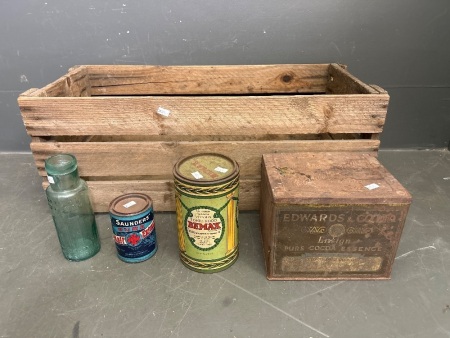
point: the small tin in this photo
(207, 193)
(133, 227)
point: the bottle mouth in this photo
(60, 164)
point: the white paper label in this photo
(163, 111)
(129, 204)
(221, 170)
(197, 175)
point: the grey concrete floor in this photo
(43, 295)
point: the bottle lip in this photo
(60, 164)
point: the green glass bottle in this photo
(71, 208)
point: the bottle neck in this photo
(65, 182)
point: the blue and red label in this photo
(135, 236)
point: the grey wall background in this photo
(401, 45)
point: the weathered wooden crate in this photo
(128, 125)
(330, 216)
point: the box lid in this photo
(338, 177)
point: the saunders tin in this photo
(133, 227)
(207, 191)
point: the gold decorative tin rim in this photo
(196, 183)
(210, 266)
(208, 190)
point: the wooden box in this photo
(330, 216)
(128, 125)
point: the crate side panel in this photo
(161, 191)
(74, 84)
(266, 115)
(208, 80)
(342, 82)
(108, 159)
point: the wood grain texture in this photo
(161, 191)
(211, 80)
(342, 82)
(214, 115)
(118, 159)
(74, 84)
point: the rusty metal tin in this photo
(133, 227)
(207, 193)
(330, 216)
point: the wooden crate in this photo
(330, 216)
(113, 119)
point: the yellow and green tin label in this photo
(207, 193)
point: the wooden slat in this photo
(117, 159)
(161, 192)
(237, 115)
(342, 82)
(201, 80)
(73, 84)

_ _ _ _

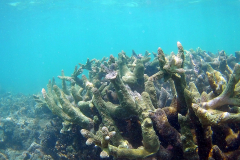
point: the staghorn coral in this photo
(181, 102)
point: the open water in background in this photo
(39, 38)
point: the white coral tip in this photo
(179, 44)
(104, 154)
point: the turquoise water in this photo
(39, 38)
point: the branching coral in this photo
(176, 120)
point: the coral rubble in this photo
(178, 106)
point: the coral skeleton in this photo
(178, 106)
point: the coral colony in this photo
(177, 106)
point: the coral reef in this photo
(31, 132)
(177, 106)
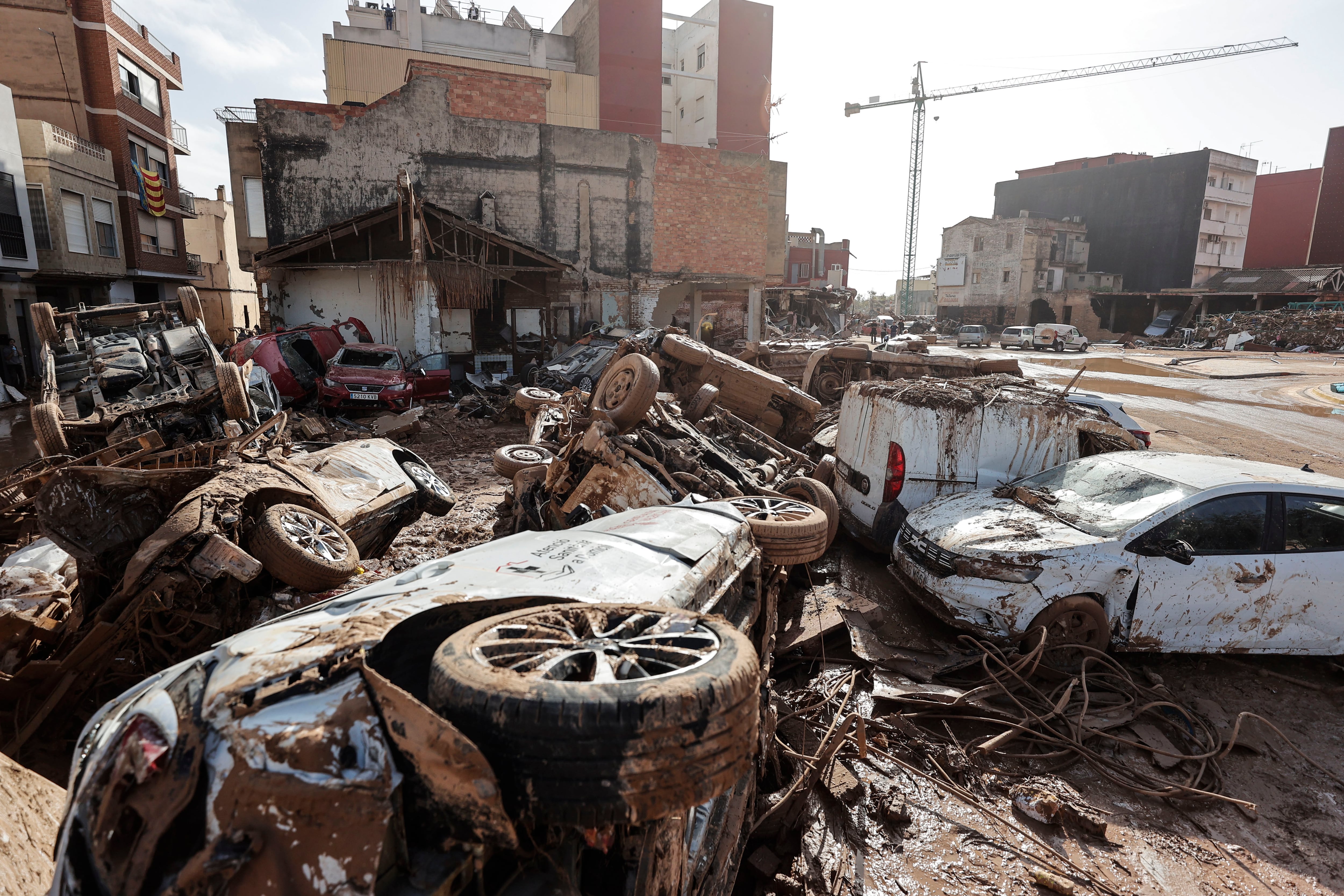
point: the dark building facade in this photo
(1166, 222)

_ _ _ _

Recast the stretch from the line containing "point: the staghorn coral in this photo" through the line containing "(1166, 222)" as a two-column CSV with the headers item_text and answer, one row per item. Quote each field, replace any line breaks inside a field with spaces, and leave the pictures out.

item_text,answer
"point: the staghorn coral in this photo","(181, 102)"
"point: the open water in background in this photo","(39, 38)"
"point: the white coral tip in this photo","(179, 44) (104, 154)"
"point: the turquoise water in this photo","(39, 38)"
"point: the branching coral in this photo","(176, 120)"
"point: the coral rubble in this photo","(178, 106)"
"point: the coral skeleton in this photo","(178, 106)"
"point: the coral colony in this photo","(177, 106)"
"point: the coral reef in this photo","(31, 132) (177, 106)"
"point: the dark building facade in this photo","(1166, 222)"